(Extracted data entries)
·····
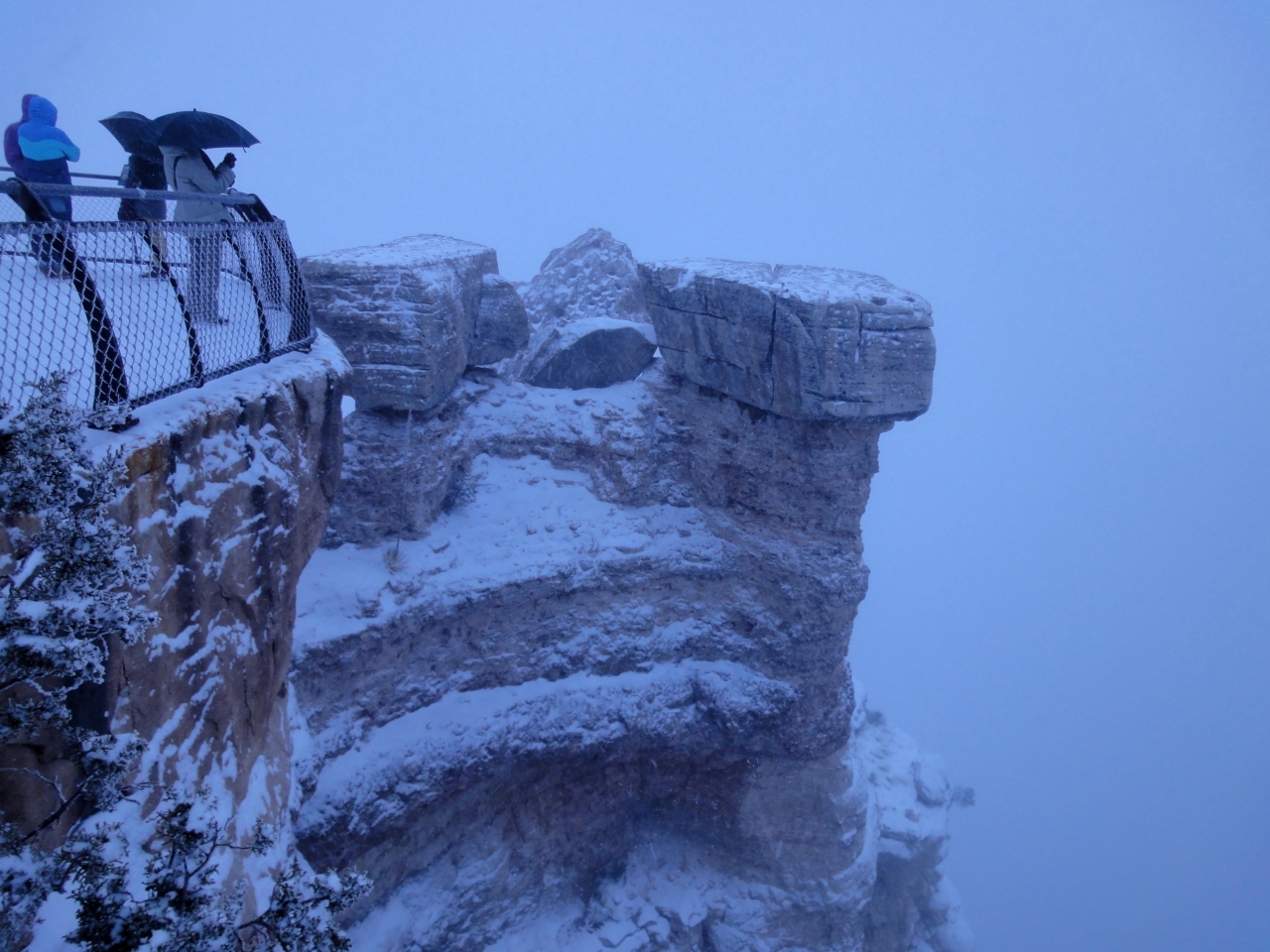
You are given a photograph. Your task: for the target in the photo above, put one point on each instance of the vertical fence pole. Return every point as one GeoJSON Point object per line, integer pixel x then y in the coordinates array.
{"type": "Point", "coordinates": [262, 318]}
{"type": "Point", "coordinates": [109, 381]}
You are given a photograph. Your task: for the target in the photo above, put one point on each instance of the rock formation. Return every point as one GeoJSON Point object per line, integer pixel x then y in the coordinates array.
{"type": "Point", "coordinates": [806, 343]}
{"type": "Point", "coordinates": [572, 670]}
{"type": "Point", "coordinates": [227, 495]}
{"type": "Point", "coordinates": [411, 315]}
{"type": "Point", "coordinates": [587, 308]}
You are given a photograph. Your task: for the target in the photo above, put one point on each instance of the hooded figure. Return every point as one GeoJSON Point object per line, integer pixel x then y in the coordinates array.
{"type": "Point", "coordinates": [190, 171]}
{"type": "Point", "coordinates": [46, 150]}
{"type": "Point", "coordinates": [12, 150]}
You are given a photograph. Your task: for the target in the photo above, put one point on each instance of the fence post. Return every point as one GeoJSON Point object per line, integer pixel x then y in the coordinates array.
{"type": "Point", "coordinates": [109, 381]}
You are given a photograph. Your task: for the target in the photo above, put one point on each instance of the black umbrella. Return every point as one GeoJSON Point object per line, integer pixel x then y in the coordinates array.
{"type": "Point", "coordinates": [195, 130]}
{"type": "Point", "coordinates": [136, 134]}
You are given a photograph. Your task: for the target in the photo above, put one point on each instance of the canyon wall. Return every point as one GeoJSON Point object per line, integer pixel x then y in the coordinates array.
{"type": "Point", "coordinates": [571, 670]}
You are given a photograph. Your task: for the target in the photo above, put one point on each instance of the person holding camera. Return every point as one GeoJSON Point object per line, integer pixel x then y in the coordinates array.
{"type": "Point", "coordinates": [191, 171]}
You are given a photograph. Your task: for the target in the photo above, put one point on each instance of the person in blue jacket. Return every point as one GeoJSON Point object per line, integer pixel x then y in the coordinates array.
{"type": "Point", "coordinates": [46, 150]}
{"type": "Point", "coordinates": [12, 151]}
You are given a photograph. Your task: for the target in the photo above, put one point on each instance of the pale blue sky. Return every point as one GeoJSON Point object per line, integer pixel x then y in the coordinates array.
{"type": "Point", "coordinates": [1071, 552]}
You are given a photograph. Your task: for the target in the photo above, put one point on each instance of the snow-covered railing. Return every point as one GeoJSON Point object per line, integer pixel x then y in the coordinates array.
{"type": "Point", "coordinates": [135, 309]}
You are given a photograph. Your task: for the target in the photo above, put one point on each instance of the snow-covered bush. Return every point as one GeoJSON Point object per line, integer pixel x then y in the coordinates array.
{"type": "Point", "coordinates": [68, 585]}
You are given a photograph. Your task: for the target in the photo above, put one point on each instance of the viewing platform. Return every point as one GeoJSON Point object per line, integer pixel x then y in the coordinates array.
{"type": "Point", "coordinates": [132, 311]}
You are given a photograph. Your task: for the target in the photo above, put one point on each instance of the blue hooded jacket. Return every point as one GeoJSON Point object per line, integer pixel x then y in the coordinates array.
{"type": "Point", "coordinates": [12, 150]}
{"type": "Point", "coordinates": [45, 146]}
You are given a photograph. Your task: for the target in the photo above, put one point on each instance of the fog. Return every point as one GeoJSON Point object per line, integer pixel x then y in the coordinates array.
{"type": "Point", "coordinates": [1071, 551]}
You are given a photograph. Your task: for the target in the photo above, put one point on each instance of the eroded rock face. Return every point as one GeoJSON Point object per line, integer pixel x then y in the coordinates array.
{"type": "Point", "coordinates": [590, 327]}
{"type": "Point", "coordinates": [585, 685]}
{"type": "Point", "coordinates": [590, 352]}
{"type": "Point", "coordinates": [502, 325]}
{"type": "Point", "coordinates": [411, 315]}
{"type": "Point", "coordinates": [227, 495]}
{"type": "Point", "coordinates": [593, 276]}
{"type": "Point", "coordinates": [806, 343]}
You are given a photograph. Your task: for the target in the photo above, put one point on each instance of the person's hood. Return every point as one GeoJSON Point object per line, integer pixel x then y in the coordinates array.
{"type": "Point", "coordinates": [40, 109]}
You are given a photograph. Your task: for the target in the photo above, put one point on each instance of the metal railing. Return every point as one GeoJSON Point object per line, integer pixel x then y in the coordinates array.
·····
> **STATED TASK**:
Leave out the pictures and transcribe the entries above exactly.

> **FINISHED EXERCISE**:
You are given a photograph. Your task: for the target in the photo above, put one point on each instance of the vertical fence pole. Return every point as one GeoJSON Point object per line, integer pixel x then y in the coordinates array.
{"type": "Point", "coordinates": [262, 318]}
{"type": "Point", "coordinates": [109, 381]}
You are given a photograph. Your task: for the target in the photo above, put one point on each instance of the rock formation. Return every point as one GeoJSON Point object per line, integer pixel x then y in the coordinates array.
{"type": "Point", "coordinates": [806, 343]}
{"type": "Point", "coordinates": [572, 670]}
{"type": "Point", "coordinates": [227, 495]}
{"type": "Point", "coordinates": [411, 315]}
{"type": "Point", "coordinates": [587, 308]}
You are given a photograph. Your task: for the target in the photo above, put one point on each instance of the hooded figure. Return every point as one GeoJSON Point object per line, integer pixel x then y in the coordinates array.
{"type": "Point", "coordinates": [190, 171]}
{"type": "Point", "coordinates": [46, 150]}
{"type": "Point", "coordinates": [12, 150]}
You are given a photograph. Your task: for the target in the photo above, put one point on each instance of the fence post. Return every point as one GeoJSON Point object per line, integer pixel x then y in the coordinates array.
{"type": "Point", "coordinates": [109, 381]}
You are given a photograph. Your task: for the target in the photo above, put one point on each instance of the black umbrella. Return every point as one GeoJSON Point object per line, integer pixel x then y in the coordinates array.
{"type": "Point", "coordinates": [195, 130]}
{"type": "Point", "coordinates": [136, 134]}
You are given a photograph. Your task: for the target in the photo above, put one point on each instance of the canyon wall. Return every point as one GeoJSON Point object per line, integer pixel x then y in the coordinates array.
{"type": "Point", "coordinates": [571, 670]}
You are given a photograph. Your task: for the target in the photo above, put one point on each instance of the person holding camera. Return every point as one GeoJSON Point object per line, integer pixel x then y in the coordinates array.
{"type": "Point", "coordinates": [191, 171]}
You are given a photograph. Your task: for the target in the photo above, put one point on each instance of the person in blue jacket. Return every point as one GeoJSON Point object per line, integer pixel x then y in the coordinates array.
{"type": "Point", "coordinates": [46, 150]}
{"type": "Point", "coordinates": [12, 151]}
You are given a photograph. Your task: for the target in the photo above, put one point on each instance of the pale blue sky. Return every point as one GeoJSON Point object per line, integer pixel x then y in the coordinates array.
{"type": "Point", "coordinates": [1071, 552]}
You are given a photograph. Your task: for the target in the photo above, put one point on each instance of the snow-covered railing. Return every point as one GeoJSON Point object per line, integer pixel x then y in the coordinates array.
{"type": "Point", "coordinates": [135, 309]}
You are given a photograph. Your task: for the target in the photo above, put one point on each instance of the snow-covered bush. Return every point as one GeoJSON Point object per line, integer pixel x then y in the coordinates array.
{"type": "Point", "coordinates": [68, 585]}
You are given a photograph. Your task: for the target in the photo above, put one point on each instance of the viewing platform. Return every point as one GeoJSON Point object per line, integer pixel x then y in the coordinates array.
{"type": "Point", "coordinates": [132, 311]}
You are given a photograph. Your task: for the target in the photo above, put one point on each instance of the blue hooded jacket. Return every point as one GeoJSON Point object per line, integer pixel x then y in the coordinates array.
{"type": "Point", "coordinates": [12, 150]}
{"type": "Point", "coordinates": [45, 146]}
You are given a photograph. Your task: for the target in the photo above, put one point on each instance of the fog. Return every point as one GeoJSON Point object per line, integer pixel x then y in the coordinates array.
{"type": "Point", "coordinates": [1071, 551]}
You are given a photograph. Your task: for the target in the photo above, put one point on each instance of the eroded rock face. Return every point as one GeoJSON Point object per line, integer pixel x then y in the coordinates array.
{"type": "Point", "coordinates": [590, 327]}
{"type": "Point", "coordinates": [585, 685]}
{"type": "Point", "coordinates": [590, 352]}
{"type": "Point", "coordinates": [502, 325]}
{"type": "Point", "coordinates": [411, 315]}
{"type": "Point", "coordinates": [227, 495]}
{"type": "Point", "coordinates": [593, 276]}
{"type": "Point", "coordinates": [806, 343]}
You are given a photograph. Your task: for the target in the photo above, put one point on each instance of the person's hood. Return every point as one GeoJSON Point object per line, integer pixel x then y in the coordinates array.
{"type": "Point", "coordinates": [40, 109]}
You are given a photograph. Your task: for the target in the photo above, put one point on each instance of the metal railing. Return every point as one GeoJSON Point object per line, integer pixel x then y in the coordinates array.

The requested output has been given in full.